= Text under study =
*** Begin section ***
Front Matter

Untrusted Weights

What Open Weights Don't Tell You

Author Christopher Whitworth Date March 2026 Status Draft -- for peer review Chapters 20 Citations 71+

Purpose

This research compendium provides a comprehensive, evidence-based technical assessment of the security risks associated with deploying open-weight large language models in sensitive environments, using Chinese-origin models (Alibaba Qwen, DeepSeek, and similar) as the primary case study.

"Can Chinese-origin open-weight models ever be made safe for sensitive use, or is the risk irreducible?"

The majority of threat vectors analyzed -- backdoor persistence, tool-use exploitation, data exfiltration, supply chain compromise -- apply to any untrusted open-weight model regardless of origin. China-specific factors are quantified as a marginal risk increment rather than treated as the entire problem.

Key Findings

Can backdoors be embedded in model weights? Yes -- PROVEN Sleeper Agents, BadNets, and related work

Do backdoors survive safety training? Yes -- PROVEN RLHF, SFT, adversarial training all fail

Can you detect backdoors in LLMs? No -- PROVEN No tool scales to billion-parameter models

Could a state actor insert undetectable backdoors? Feasible -- PLAUSIBLE All technical requirements available

Does air-gapping solve the problem? No -- PROVEN Output encoding and analytical bias remain

Does fine-tuning remove backdoors? No -- PROVEN Sleeper Agents paper

Is Chinese model risk different? Yes, but 70-80% is origin-agnostic 1.3-2.0x marginal risk multiplier

Can Chinese models be used for defense? Context-dependent Not for analytical/tool-enabled use

Evidence Classification

Throughout this research, findings are classified by evidence level:

PROVEN

Demonstrated in peer-reviewed research or documented in practice

PLAUSIBLE

Theoretically sound with supporting evidence, not yet demonstrated at scale

SPECULATIVE

Possible but no concrete evidence or identified mechanism

Research Log

Tracking the evolution of this research over time.
*** End section ***
= Task details =
Please resume the front matter on open-weight model security above, writing what comes after its last line, "Tracking the evolution of this research over time."

= Source information =
*** Begin section ***
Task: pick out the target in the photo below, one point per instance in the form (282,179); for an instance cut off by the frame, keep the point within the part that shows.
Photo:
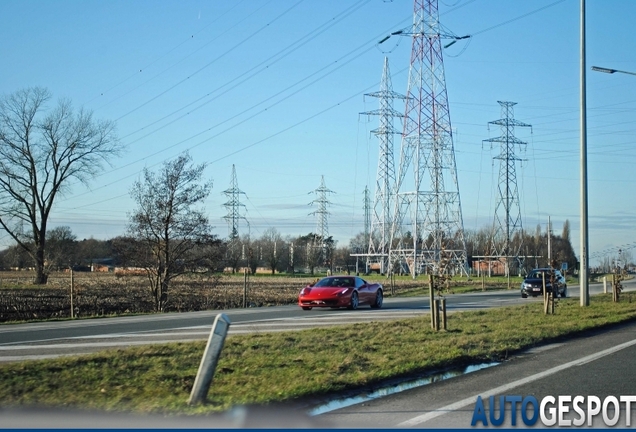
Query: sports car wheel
(354,301)
(378,300)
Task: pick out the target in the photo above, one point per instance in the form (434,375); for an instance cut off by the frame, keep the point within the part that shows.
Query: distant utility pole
(367,223)
(507,221)
(233,206)
(378,240)
(322,226)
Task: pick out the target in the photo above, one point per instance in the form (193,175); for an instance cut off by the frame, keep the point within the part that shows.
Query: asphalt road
(597,364)
(56,338)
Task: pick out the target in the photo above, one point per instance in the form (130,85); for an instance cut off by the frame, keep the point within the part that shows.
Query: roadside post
(210,359)
(431,300)
(436,302)
(444,314)
(245,287)
(72,287)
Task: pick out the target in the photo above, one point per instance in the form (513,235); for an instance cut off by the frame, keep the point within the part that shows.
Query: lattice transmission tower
(427,232)
(380,233)
(322,225)
(507,221)
(233,206)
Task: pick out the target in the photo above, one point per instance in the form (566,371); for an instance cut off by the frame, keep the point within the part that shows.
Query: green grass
(294,366)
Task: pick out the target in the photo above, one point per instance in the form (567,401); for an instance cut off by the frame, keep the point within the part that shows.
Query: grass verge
(292,366)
*** End section ***
= Expected answer =
Week 1 -- Mar 2-8, 2026

Initial Research Sprint

Built complete compendium: threat analysis across 4 vectors, mitigation assessment (6 methods rated), 3 attack scenario walkthroughs, comparative risk assessment, policy landscape, tiered recommendations, at-risk model catalog (30+ families), attack lab scaffolded, 71+ citations compiled.

4 threat vectors 6 mitigations rated 71+ citations 30+ model families cataloged

Week 2 -- Mar 9-15, 2026

In Progress

Attack lab experiments, steganographic encoding validation.

Week 3 -- Mar 16-22, 2026

In Progress

Continued research and validation.

License

Attribution-NonCommercial License with Permitted Use Carve-Outs

Permission is hereby granted, free of charge, to any person or organization obtaining a copy of this work and associated files (the "Work"), to use, copy, modify, merge, publish, and distribute the Work subject to the following conditions:

1. Attribution Required

All copies, substantial portions, or derivative works must clearly credit "Christopher Whitworth" as the original author. Attribution must be reasonable to the medium: a citation in academic work, a credit line in documentation, a comment in source code, or equivalent.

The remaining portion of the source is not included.